**SOURCE EXCERPT**:
↓

Journal of Writing & Environment


Deep in the heart of July, my wife and I wind our way slowly by car from Augusta to Macon. We take a route that is new and strange to me, one of the blue highways instead of the sterile Interstate that takes you within the fatal orbit of Atlanta, that black hole that draws you inexorably into its center and from which you cannot escape if you pass too near. I have a very personal love-hate relationship with Atlanta. But Atlanta is not on my mind today as we pass by farms and deserted meadows with crumbling wooden and rusting barbed wire fences overgrown by green vines and kudzu, and as the sun climbs and we travel farther and farther into the green heart of the country, our journey is spiced with the tang of adventure.

We are going to mix business with pleasure today, and when we reach our destination, after passing by Flannery O’Connor’s old haunts, I am reminded of the Georgia of the late 1950s. I see myself and my older sister drinking Ni-Hi sodas at the tiny store at the end of the road where our grandfather used to live. The time is summer of course; it always is in those old memories that come back to you like friendly puppies in muted shades of black and white, just like the old pictures from a Brownie camera my sister had. No matter that the pictures are old now, stored away in an attic in my sister’s aging red brick cottage, that we cannot remember some of the people (possibly even relatives) who are captured on the Kodak film stock. No matter that the negatives have long crumbled into desuetude, that many images have been lost forever. They are proof, however circumstantial, of the reality of those long ago days.

It’s a scene, I am suddenly aware, that evokes all of the flavor of the old Andy Griffith Show. It’s strange I never thought of myself in connection with that ideal rural landscape of Mayberry. Has that world ever existed, I wonder, except in the life of the imagination? The answer comes back to me quickly as the cows and I stare at one another on the winding road we have chosen this fresh, bright, summer morning.

My wife and I came to know “Mayberry” as graduate students in Knoxville. Mayberry was the voice of reason amid the flurry of prelims, of taking classes and of teaching classes; it became a touchstone for normalcy, the still point of our world, a fiction and yet a reality so tantalizingly near that we could enjoy if we could only reach it by stretching our minds and hearts outward to meet it. By then I had been seduced by the lights of Atlanta, the crowds of New York, the charms of San Francisco’s Chinatown, Montreal’s new world French, and the distant, more foreign, and unfading colors and sights of Amsterdam, London, Paris, and Rome—pictures now soft and safe in some cabinet of the mind, a cabinet always locked but to which you still retain the key. And yet that simple but arcane world still called to me, perhaps it always has, with just a faint hint of the music of the wind in the leaves, the sounds of insects making good use of the sunlight, and the gentle murmur of farm animals off in some distant pasture. It’s like the feeling you get when you churn butter in a real wooden churn or drink goat’s milk from a jar still warm from the source or hand churn ice cream made with fresh ripe peaches and real cream and sugar in a porcelain sink by a lake.

↑

**INFORMATION SUPPLIED**:
↓

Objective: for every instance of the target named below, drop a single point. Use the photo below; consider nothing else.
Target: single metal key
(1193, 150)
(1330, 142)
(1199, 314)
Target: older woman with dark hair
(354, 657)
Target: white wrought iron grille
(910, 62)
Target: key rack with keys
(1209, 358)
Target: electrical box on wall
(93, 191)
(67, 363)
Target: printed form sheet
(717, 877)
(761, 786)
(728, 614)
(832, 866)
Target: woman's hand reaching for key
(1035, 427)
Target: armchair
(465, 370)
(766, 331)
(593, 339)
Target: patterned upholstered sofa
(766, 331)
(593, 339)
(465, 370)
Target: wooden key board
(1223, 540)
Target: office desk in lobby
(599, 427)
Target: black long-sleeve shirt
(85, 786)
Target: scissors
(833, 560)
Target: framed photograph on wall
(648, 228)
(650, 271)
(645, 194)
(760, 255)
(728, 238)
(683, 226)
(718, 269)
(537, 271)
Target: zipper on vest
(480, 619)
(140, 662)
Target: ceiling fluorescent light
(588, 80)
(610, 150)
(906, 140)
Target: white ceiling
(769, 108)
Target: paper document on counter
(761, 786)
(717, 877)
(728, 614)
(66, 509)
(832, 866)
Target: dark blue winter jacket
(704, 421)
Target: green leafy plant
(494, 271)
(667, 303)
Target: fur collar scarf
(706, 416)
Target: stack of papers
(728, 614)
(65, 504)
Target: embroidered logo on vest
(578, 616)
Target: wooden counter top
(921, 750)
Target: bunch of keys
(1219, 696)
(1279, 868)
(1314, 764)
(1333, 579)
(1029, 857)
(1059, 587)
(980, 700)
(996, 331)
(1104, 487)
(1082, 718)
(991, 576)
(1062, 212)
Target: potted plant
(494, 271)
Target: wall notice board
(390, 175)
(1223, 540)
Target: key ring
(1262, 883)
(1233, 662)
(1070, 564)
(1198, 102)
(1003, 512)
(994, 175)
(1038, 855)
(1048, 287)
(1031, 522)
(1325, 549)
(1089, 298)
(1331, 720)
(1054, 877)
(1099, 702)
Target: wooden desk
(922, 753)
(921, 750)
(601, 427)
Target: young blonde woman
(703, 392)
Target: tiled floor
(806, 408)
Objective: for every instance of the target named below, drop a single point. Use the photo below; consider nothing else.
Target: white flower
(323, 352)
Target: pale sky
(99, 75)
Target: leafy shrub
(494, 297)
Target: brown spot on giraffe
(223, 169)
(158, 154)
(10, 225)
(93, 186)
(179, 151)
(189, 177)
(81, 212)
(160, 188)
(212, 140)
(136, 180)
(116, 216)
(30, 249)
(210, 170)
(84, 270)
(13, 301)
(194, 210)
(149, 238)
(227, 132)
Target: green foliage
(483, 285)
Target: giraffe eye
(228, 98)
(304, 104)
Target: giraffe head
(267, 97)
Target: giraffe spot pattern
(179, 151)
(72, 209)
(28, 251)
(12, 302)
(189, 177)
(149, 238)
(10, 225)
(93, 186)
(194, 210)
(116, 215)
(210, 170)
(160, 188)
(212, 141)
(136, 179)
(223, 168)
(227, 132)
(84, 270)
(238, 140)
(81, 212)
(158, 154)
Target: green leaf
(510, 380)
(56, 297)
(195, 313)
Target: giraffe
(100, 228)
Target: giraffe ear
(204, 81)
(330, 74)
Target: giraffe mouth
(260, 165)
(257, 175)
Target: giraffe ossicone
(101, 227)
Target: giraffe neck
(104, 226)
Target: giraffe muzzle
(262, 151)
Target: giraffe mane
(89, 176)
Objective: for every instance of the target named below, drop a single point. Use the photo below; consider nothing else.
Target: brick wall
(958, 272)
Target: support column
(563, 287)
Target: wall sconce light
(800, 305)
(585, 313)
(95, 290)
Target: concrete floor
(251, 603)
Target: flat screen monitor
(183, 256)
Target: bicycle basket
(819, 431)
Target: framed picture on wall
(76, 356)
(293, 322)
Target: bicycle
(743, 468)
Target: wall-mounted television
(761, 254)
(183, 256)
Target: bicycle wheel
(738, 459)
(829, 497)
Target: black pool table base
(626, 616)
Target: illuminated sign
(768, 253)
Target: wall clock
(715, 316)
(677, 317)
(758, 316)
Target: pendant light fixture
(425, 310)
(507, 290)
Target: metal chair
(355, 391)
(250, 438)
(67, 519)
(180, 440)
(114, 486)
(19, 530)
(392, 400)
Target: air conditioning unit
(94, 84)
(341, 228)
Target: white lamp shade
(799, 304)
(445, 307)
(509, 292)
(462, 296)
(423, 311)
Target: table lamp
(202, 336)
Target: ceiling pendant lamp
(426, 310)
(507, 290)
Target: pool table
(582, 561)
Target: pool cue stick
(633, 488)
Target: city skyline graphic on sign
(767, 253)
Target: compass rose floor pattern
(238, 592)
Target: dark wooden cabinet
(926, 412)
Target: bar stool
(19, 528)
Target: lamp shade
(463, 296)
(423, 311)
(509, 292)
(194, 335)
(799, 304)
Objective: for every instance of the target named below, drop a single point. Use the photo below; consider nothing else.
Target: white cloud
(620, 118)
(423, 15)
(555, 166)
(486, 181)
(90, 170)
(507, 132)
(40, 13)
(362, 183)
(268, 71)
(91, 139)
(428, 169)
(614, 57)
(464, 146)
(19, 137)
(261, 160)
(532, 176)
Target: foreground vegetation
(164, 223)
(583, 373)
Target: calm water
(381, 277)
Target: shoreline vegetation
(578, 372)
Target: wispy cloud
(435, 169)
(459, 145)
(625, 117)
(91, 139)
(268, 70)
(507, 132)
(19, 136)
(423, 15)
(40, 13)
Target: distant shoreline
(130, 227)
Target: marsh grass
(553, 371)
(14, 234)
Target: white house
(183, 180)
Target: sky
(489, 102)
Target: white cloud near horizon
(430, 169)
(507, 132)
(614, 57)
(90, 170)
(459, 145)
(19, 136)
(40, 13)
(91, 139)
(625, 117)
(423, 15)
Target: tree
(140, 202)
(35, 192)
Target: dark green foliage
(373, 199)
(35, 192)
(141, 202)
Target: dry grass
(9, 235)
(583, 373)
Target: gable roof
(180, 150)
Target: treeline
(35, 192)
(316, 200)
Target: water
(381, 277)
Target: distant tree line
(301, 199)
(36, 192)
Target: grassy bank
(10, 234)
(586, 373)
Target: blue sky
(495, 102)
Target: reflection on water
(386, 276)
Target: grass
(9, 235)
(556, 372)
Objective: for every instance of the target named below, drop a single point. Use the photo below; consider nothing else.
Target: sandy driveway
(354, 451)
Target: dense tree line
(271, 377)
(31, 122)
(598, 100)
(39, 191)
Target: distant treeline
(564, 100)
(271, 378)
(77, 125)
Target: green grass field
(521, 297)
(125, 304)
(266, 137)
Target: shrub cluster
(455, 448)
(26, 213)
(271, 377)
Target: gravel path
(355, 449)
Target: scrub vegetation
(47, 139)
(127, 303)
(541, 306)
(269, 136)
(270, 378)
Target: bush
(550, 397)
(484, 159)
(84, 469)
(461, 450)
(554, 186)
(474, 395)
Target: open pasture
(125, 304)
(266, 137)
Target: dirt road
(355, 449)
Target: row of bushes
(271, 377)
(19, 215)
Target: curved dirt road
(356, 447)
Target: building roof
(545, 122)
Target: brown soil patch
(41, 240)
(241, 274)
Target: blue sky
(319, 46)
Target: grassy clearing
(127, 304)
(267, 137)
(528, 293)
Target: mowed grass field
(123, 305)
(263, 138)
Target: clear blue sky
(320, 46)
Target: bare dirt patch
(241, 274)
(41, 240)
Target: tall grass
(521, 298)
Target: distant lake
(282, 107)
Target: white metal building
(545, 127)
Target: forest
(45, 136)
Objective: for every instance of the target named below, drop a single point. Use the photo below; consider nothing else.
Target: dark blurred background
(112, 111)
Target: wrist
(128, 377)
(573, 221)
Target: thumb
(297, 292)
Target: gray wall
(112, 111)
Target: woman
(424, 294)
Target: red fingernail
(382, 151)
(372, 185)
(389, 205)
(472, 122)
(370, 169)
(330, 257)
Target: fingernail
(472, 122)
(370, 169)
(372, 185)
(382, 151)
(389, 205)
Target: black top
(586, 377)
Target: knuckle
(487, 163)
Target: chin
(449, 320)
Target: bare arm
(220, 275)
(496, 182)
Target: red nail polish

↑

**WHAT YOU WILL DO**:
#1 Summarize the essay in two sentences, using only what the essay says.
#2 List every city named in the essay's sentence that begins "By then I had been seduced".
#3 Rewrite the essay from "It’s a scene, I" to "bright, summer morning.", replacing "cows" with "horses".

**SOLVED TASKS**:
#1 While driving with a wife on a back road from Augusta to Macon in July, the narrator recalls Georgia summers of the late 1950s with an older sister, preserved in old Brownie camera photographs. The rural scene evokes the Andy Griffith Show's Mayberry, which the couple came to know as graduate students in Knoxville as a touchstone for normalcy, and which still calls to the narrator despite the lure of cities at home and abroad.

#2 Atlanta, New York, San Francisco, Montreal, Amsterdam, London, Paris, Rome

#3
It’s a scene, I am suddenly aware, that evokes all of the flavor of the old Andy Griffith Show. It’s strange I never thought of myself in connection with that ideal rural landscape of Mayberry. Has that world ever existed, I wonder, except in the life of the imagination? The answer comes back to me quickly as the horses and I stare at one another on the winding road we have chosen this fresh, bright, summer morning.